— BEGIN Supplied information —
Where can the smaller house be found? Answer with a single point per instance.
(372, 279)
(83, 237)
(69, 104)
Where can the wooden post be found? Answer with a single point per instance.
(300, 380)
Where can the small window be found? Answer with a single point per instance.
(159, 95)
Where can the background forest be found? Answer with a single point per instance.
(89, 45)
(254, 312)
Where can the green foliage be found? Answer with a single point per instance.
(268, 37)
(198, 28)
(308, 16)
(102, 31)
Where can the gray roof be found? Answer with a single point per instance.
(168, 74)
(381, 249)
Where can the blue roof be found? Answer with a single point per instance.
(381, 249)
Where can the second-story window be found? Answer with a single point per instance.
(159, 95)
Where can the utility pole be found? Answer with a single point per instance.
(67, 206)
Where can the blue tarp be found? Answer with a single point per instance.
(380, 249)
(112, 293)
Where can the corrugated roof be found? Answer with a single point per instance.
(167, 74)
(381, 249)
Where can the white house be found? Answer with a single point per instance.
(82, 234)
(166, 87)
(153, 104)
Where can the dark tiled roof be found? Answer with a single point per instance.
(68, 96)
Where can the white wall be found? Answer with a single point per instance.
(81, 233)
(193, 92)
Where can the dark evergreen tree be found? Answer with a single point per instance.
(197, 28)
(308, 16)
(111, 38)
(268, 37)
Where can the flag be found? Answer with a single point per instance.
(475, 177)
— END Supplied information —
Reproduce the entries from the line containing "Where can the dark evergreen" through the end of the entries, substituting "banner" for "flag" and leaving everything else unchanged.

→ **Response to this exercise**:
Where can the dark evergreen tree be found? Answer with a single point per instance.
(197, 28)
(308, 16)
(111, 38)
(268, 37)
Where can the banner be found? Answer with a single point per instance.
(475, 177)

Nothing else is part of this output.